### INSTRUCTIONS TO FOLLOW
Please copy exactly every line from the one that contains "Task: identify the stacked" to the end of the data below, with both ends included and no other lines.

### Source records
───

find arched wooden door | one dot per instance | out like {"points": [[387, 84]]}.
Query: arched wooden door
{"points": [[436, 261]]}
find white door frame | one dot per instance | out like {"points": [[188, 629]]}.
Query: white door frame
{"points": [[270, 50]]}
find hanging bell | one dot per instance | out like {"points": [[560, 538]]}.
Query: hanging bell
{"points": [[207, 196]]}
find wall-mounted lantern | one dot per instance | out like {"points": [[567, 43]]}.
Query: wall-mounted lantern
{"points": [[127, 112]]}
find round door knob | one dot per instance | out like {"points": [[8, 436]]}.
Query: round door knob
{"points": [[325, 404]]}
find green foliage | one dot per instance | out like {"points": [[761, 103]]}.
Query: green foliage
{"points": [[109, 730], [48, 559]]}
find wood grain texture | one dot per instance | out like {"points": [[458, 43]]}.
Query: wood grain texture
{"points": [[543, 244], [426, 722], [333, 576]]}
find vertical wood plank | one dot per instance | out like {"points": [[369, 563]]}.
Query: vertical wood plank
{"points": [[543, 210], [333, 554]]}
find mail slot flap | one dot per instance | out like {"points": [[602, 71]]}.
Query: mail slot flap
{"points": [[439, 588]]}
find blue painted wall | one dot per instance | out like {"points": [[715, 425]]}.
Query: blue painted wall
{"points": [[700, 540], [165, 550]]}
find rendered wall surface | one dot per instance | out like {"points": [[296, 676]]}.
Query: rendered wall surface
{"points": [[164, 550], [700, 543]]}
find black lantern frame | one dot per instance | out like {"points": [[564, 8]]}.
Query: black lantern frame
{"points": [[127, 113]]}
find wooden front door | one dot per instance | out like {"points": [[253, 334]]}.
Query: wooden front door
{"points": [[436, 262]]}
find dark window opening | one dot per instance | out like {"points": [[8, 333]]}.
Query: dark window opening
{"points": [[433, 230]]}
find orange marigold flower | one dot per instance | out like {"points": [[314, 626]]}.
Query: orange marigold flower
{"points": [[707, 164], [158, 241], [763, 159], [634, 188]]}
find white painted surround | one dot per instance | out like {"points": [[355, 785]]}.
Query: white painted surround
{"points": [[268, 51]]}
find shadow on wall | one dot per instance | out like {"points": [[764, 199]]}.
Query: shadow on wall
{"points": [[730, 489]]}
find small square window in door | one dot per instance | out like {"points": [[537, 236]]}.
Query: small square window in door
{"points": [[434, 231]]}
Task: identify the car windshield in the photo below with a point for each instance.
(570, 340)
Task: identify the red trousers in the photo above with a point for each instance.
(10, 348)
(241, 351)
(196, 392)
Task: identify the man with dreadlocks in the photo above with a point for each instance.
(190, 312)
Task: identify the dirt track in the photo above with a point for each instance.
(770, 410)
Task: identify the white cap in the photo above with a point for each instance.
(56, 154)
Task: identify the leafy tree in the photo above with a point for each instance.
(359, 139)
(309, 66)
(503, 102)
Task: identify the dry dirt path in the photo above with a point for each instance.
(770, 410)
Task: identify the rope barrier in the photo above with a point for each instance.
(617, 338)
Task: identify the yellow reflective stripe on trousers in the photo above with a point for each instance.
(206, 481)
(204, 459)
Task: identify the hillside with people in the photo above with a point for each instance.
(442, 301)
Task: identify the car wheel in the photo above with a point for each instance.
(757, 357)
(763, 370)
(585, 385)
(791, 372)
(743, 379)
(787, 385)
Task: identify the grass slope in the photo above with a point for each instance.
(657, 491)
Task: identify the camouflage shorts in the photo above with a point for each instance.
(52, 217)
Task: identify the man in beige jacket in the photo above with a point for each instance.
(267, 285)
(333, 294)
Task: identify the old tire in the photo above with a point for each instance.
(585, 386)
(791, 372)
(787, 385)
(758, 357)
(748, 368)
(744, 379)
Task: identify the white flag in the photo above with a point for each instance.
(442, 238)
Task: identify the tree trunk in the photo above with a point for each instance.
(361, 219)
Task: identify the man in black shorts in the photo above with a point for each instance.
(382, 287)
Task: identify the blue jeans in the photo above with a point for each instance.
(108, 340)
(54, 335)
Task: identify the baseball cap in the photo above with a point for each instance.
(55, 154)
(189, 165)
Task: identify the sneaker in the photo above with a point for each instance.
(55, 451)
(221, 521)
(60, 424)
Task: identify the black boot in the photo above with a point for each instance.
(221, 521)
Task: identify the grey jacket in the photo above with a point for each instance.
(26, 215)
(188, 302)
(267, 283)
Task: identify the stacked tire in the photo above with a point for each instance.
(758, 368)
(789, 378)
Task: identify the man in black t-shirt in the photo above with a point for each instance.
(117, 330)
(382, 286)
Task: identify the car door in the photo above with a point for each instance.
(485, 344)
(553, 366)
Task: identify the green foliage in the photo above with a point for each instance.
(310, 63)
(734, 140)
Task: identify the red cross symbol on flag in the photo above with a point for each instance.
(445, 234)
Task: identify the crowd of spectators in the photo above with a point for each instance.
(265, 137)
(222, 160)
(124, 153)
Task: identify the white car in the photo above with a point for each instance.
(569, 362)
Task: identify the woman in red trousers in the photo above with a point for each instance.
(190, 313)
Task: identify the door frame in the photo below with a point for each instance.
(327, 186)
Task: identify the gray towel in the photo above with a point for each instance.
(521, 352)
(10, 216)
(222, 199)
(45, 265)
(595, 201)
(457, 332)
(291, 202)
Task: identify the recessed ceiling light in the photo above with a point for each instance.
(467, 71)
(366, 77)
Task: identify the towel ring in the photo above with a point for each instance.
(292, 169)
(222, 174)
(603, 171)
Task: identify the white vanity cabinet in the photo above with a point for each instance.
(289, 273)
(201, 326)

───

### FINISHED TASK
Task: identify the stacked tire in the photo above with a point for each instance.
(758, 368)
(789, 378)
Task: identify the man in black t-shirt in the photo above with a point for each instance.
(117, 330)
(382, 286)
Task: identify the car door in the photo above with a point for each instance.
(485, 344)
(553, 366)
Task: identify the green foliage in the photo above with a point for each instance.
(310, 63)
(734, 140)
Task: identify the red cross symbol on flag in the photo above with a point for each instance.
(445, 234)
Task: identify the crowd of spectators in the photo above with a point for each instance.
(265, 137)
(222, 160)
(124, 153)
Task: identify the white car in the photo above with a point for each instance.
(569, 362)
Task: identify the woman in red trousers in the photo above with a point for each instance.
(190, 313)
Task: identify the door frame in the photo below with a point for each instance.
(327, 186)
Task: identify the gray towel in the photo above with a point for each instance.
(521, 352)
(10, 216)
(222, 199)
(45, 265)
(595, 201)
(457, 332)
(291, 202)
Task: identify the recessed ceiling light in the photo above with a point for each instance.
(467, 71)
(366, 77)
Task: identify the towel ring in the photo above with a point for each instance.
(292, 169)
(222, 174)
(603, 171)
Task: identify the white vanity cabinet in the photo above with a point for each instance.
(289, 273)
(201, 326)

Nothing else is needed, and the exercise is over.